- **Work order**: State how many lines of the records contain the string "below", and give no other information.

:::::

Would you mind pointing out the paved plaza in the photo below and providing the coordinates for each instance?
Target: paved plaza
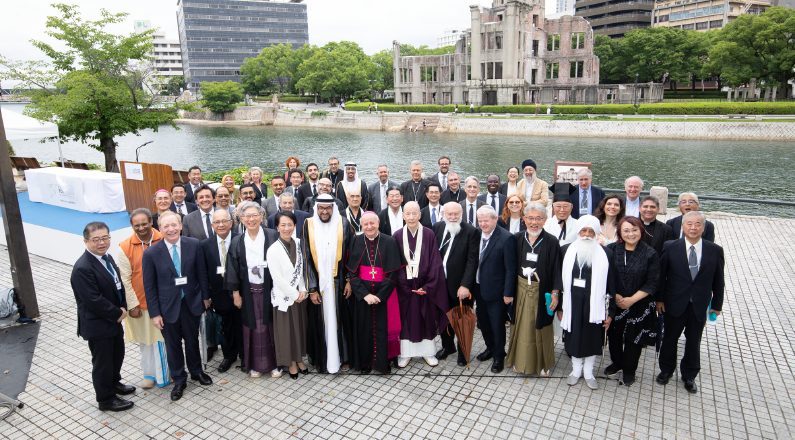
(745, 385)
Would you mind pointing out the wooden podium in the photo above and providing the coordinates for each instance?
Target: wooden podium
(141, 180)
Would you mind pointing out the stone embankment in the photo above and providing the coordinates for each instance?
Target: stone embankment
(752, 130)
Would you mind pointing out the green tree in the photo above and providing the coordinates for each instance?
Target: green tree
(90, 87)
(338, 69)
(221, 97)
(756, 46)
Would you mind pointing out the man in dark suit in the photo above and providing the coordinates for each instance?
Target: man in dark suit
(179, 204)
(493, 197)
(378, 189)
(414, 189)
(101, 307)
(458, 244)
(495, 285)
(175, 282)
(198, 224)
(688, 201)
(691, 283)
(194, 182)
(586, 197)
(215, 250)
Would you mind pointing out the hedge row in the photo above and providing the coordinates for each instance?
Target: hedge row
(668, 108)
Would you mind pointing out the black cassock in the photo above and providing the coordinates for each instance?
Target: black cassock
(369, 347)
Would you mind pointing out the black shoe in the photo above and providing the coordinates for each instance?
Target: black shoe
(486, 355)
(176, 393)
(225, 365)
(690, 386)
(116, 404)
(611, 370)
(443, 353)
(203, 378)
(124, 390)
(663, 378)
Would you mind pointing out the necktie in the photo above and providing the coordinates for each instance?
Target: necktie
(692, 261)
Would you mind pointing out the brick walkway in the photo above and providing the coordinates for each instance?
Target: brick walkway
(747, 368)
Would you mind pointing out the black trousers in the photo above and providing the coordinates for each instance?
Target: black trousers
(107, 355)
(232, 328)
(448, 335)
(185, 329)
(693, 328)
(624, 355)
(491, 322)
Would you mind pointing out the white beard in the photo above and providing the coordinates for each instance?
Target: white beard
(452, 228)
(585, 248)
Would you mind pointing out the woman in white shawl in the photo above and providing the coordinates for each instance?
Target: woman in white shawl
(287, 296)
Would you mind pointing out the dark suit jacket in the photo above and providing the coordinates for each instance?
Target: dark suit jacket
(98, 302)
(189, 205)
(300, 216)
(500, 201)
(677, 288)
(222, 298)
(676, 229)
(163, 297)
(596, 196)
(498, 266)
(463, 260)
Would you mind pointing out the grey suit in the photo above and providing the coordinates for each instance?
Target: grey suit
(193, 225)
(375, 194)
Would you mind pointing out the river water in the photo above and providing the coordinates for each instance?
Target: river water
(759, 170)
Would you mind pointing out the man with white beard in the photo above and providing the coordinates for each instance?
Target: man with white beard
(458, 244)
(586, 285)
(326, 234)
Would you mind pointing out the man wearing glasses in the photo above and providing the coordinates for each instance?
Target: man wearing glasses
(687, 202)
(101, 307)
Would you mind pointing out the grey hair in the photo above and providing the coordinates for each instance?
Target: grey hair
(535, 206)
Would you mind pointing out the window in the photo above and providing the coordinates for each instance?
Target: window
(553, 42)
(552, 70)
(576, 68)
(578, 40)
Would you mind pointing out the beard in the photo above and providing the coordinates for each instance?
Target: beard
(453, 227)
(586, 248)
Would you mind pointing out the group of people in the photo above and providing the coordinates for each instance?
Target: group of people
(361, 277)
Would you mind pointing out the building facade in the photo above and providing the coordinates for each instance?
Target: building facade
(217, 35)
(703, 15)
(615, 18)
(511, 55)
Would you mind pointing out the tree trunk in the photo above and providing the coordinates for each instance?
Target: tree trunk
(108, 147)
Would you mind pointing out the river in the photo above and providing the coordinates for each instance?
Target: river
(757, 170)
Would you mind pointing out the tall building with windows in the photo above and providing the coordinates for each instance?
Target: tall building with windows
(217, 35)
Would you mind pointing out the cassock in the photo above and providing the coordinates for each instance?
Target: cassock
(372, 267)
(422, 317)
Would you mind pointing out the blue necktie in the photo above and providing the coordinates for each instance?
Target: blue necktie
(177, 265)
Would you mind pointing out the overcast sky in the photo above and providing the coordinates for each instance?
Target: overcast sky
(374, 24)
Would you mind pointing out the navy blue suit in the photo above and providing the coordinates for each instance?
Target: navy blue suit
(687, 300)
(164, 298)
(99, 306)
(497, 279)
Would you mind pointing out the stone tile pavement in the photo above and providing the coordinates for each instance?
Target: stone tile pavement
(745, 387)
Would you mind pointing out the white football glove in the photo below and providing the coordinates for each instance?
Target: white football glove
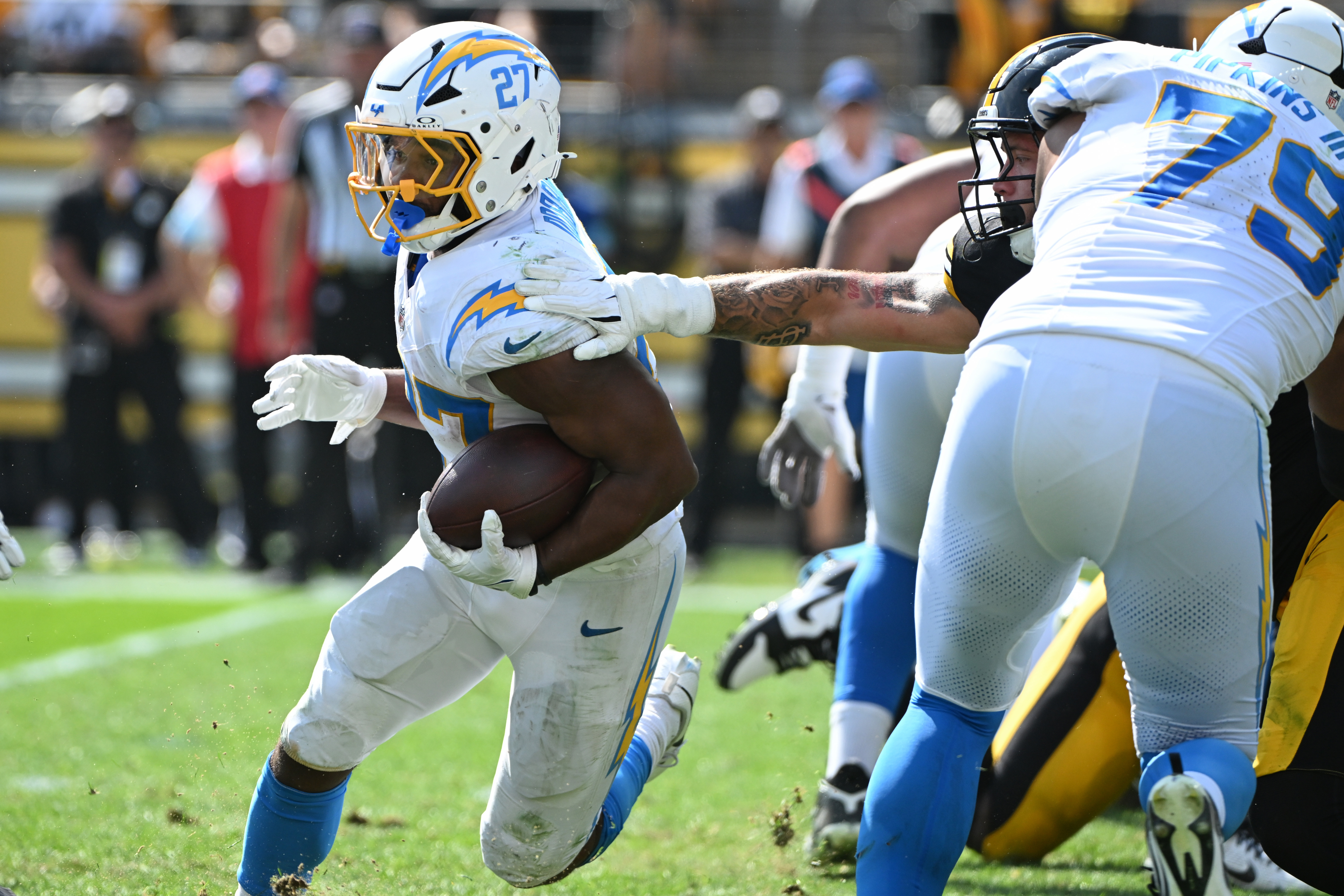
(322, 387)
(814, 425)
(619, 307)
(492, 565)
(11, 555)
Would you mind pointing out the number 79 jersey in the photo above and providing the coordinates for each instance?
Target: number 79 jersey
(1197, 210)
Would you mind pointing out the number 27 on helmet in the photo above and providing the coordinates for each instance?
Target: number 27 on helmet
(460, 123)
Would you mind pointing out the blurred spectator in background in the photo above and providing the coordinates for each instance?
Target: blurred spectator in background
(104, 246)
(378, 475)
(224, 218)
(724, 220)
(808, 185)
(815, 175)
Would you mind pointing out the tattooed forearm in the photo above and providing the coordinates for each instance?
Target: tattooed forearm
(769, 309)
(885, 291)
(825, 307)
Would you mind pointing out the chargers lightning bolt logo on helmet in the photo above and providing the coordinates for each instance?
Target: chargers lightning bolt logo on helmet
(487, 150)
(478, 48)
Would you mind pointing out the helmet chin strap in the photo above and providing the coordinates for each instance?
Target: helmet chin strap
(405, 217)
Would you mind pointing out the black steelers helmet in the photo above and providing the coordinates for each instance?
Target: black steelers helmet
(1004, 112)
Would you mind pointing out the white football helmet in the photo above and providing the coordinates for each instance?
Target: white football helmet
(464, 111)
(1299, 42)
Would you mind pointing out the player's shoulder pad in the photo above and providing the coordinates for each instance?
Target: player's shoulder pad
(980, 272)
(484, 326)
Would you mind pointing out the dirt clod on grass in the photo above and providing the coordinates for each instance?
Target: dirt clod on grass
(781, 823)
(781, 828)
(289, 884)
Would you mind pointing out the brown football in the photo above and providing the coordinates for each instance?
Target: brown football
(525, 473)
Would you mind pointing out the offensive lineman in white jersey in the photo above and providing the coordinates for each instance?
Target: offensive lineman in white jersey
(1113, 406)
(459, 138)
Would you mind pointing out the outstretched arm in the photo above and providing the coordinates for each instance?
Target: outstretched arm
(885, 222)
(874, 312)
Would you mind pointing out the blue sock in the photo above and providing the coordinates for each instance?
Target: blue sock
(1221, 761)
(287, 828)
(923, 797)
(878, 629)
(629, 784)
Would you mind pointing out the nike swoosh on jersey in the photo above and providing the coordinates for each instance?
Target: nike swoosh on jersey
(511, 348)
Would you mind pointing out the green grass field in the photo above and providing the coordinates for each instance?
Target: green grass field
(130, 750)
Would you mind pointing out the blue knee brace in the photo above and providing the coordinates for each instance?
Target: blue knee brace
(629, 784)
(878, 629)
(1221, 761)
(287, 828)
(923, 797)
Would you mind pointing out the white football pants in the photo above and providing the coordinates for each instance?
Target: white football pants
(416, 639)
(905, 413)
(1064, 447)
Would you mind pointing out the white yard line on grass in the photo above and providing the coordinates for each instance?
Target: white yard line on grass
(146, 644)
(322, 598)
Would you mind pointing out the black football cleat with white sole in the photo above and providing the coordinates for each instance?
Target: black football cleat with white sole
(1185, 840)
(1249, 868)
(792, 633)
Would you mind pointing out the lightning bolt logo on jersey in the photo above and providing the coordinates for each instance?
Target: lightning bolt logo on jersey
(1195, 210)
(459, 319)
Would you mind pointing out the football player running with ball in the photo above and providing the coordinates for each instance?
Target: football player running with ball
(1113, 406)
(459, 138)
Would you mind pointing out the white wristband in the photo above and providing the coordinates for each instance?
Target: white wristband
(666, 303)
(823, 369)
(694, 311)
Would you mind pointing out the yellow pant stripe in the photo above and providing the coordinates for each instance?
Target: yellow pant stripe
(1308, 632)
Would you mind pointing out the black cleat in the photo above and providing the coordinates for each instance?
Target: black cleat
(792, 633)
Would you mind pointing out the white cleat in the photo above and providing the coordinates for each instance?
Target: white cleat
(835, 824)
(1185, 840)
(677, 680)
(1249, 868)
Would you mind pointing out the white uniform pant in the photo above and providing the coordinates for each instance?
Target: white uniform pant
(416, 639)
(905, 414)
(1064, 447)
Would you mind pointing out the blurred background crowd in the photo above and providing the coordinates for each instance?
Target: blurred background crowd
(174, 220)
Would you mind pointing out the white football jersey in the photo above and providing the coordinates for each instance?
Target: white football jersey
(1195, 210)
(459, 319)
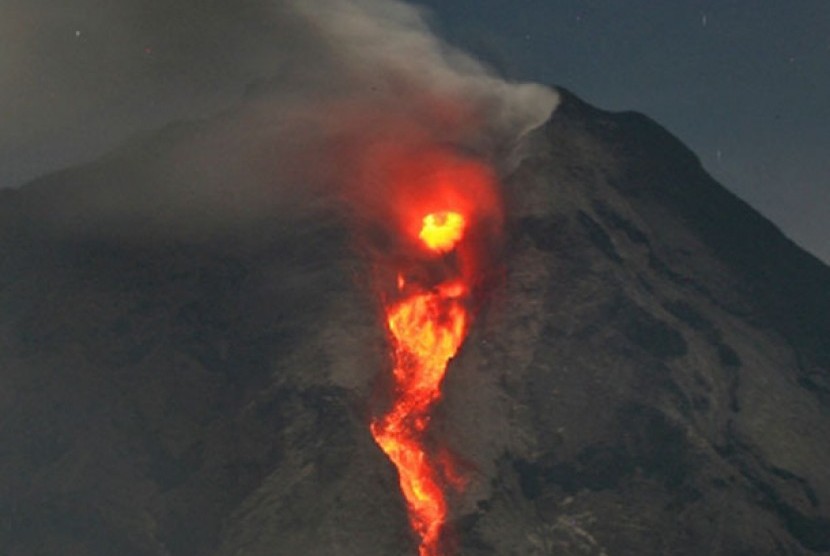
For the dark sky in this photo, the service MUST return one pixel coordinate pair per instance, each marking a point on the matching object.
(745, 83)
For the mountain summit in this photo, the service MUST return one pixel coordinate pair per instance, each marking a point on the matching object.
(193, 376)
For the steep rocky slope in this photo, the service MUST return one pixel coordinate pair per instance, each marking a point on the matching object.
(651, 376)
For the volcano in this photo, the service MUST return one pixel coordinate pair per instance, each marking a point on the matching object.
(648, 374)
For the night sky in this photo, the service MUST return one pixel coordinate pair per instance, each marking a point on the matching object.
(744, 83)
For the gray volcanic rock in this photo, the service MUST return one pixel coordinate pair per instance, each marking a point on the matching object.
(651, 377)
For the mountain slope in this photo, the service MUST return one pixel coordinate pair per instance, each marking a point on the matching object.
(651, 377)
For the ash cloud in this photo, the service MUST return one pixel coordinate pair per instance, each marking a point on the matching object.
(333, 87)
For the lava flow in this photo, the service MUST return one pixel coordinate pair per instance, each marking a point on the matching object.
(443, 216)
(427, 328)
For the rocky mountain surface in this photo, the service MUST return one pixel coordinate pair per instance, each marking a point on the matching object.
(651, 377)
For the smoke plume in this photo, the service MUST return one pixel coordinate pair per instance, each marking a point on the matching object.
(344, 87)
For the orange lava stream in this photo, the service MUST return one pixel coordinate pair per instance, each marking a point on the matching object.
(427, 329)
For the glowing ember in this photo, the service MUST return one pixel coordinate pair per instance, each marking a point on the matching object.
(427, 328)
(442, 230)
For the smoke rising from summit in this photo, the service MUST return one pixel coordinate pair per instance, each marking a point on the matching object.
(332, 87)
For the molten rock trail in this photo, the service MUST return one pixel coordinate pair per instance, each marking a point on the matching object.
(427, 328)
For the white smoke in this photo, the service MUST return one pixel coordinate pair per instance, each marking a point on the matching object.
(344, 79)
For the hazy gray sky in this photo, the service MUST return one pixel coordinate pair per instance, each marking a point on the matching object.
(745, 83)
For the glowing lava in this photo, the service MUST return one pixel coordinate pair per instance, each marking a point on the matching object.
(427, 327)
(442, 230)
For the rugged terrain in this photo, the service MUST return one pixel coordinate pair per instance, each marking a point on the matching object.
(651, 377)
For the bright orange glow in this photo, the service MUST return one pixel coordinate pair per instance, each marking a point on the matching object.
(427, 328)
(442, 230)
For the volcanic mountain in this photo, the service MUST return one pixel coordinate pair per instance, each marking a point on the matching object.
(650, 375)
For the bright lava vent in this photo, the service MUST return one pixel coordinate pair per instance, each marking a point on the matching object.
(427, 328)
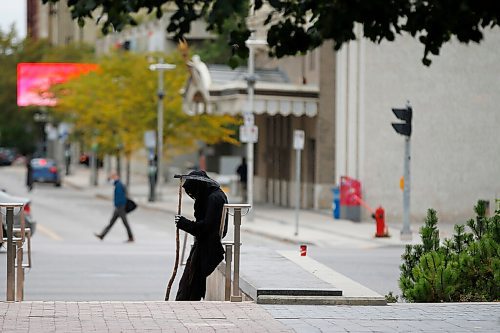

:::::

- **Exercise output**: 2